▸ Tasks to complete:
1. Answer these from the YOLOv6 thread:
(a) What does the first commenter say should be added in place of reusing the v6 name?
(b) Who is named as the author of the official YOLO?
(c) What concerns are given as the reason that author quit the field?
2. Carry on the YOLOv6 forum thread past its last comment.

▸ Quoted passage:
----------
YOLOv6: Redefine state-of-the-art for object detection (opens in new tab)

(dagshub.com)

138 pointsnpRandom3y ago61 comments

61 comments

50 comments · 19 top-level

klohto3y ago· 8 in thread

> it's important to note that MT-YOLOv6 is not part of the official YOLO series

I don't understand the logic behind it. Since you're not part of the official series, why create the confusion? Now the "official" YOLO will release v6 and then what? Or do you expect them to skip it because you already made v6?

To me, it seems disrespectful, just add a different suffix.

garblegarble3y ago

>Now the "official" YOLO will release v6 and then what

I agree that it's disrespectful, although FYI the 'official' YOLO is done - the author, Joseph Redmon, has quit the field[1] because of the military and privacy concerns of CV.

1: https://twitter.com/pjreddie/status/1230524770350817280

black_puppydog3y ago

Not only did he quit CV, he also seems to have fun outside the field: https://twitter.com/pjreddie/status/1504180525656801280

Good on him! :)
----------
Dataset rows on where objects appear:
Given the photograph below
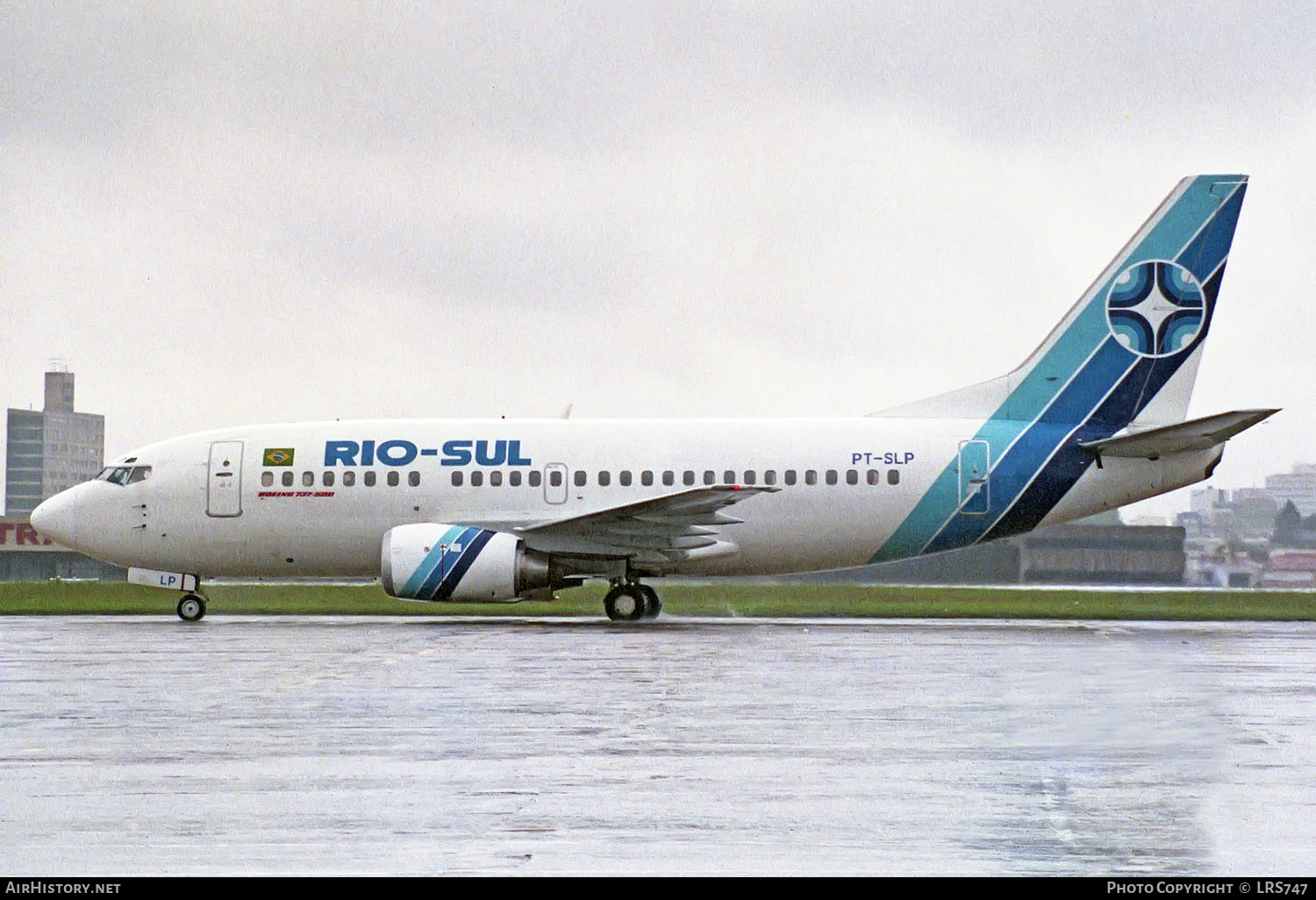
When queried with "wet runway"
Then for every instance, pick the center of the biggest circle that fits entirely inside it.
(249, 745)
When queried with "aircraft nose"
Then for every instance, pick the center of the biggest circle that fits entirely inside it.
(57, 518)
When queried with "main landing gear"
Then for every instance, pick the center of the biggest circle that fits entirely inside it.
(629, 602)
(191, 608)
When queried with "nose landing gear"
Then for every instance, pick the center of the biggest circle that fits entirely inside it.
(629, 602)
(191, 608)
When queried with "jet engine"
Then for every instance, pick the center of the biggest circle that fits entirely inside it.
(432, 561)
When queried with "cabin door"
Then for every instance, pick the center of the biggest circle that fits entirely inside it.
(224, 484)
(974, 487)
(555, 483)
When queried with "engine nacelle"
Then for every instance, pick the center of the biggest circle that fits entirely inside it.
(432, 561)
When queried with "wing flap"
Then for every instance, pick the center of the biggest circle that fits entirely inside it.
(658, 531)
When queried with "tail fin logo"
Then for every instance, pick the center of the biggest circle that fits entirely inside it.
(1155, 308)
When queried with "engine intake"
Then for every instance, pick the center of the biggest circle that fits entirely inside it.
(432, 561)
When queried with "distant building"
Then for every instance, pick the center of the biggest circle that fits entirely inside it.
(53, 449)
(1298, 486)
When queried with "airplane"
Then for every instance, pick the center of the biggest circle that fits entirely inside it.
(499, 511)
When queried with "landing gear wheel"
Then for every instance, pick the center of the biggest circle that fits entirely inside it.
(191, 608)
(626, 603)
(653, 605)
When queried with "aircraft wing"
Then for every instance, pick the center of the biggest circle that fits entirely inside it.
(1194, 434)
(661, 531)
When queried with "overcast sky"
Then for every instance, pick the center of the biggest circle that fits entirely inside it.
(224, 213)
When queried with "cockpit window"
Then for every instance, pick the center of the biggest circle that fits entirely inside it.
(124, 474)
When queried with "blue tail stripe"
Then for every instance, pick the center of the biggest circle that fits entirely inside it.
(1012, 474)
(1195, 229)
(1208, 249)
(1062, 471)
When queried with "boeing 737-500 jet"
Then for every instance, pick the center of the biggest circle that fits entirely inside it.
(499, 511)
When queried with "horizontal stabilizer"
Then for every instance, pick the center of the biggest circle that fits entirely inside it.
(1194, 434)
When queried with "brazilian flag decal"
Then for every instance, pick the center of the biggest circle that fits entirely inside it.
(276, 457)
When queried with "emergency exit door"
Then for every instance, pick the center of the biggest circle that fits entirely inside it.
(974, 487)
(224, 484)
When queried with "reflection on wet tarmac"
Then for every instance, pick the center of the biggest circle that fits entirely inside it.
(421, 746)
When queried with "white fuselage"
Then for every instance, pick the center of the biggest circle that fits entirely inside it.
(216, 504)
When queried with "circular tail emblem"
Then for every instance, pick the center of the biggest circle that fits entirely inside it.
(1155, 308)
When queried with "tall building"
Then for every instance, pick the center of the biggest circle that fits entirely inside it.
(53, 449)
(1298, 486)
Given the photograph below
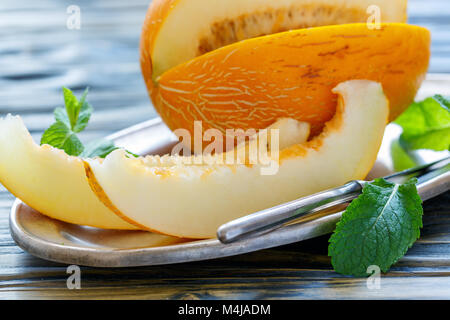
----------
▸ Replies:
1.
(a) A different suffix.
(b) Joseph Redmon.
(c) The military and privacy concerns of CV.

2.
1 more reply

amelius3y ago

> because of the military and privacy concerns of CV.

If all the morally good people quit a field, and we're left with only the morally bad people, is that a good thing?

3 more replies

npRandomOP3y ago

I agree. The name YOLO is heavily amused (A good example: https://github.com/jinfagang/yolov7). However, you should note that the research team of YOLOv5 is also not the original one. As @garblegarble mentioned, the original research group stopped working on it (https://news.ycombinator.com/item?id=31918087).

basedbertram3y ago

> But note that YOLOv7 doesn't meant to be a successor of yolo family, 7 is just a magic and lucky number. Instead, YOLOv7 extend yolo into many other vision tasks, such as instance segmentation, one-stage keypoints detection etc..

Are you kidding me?

1 more reply

echelon3y ago

At this point so many different people have reused "YOLOv{n}" that the lineage is broken. I don't know how or why it happened, but it continues to be a thing.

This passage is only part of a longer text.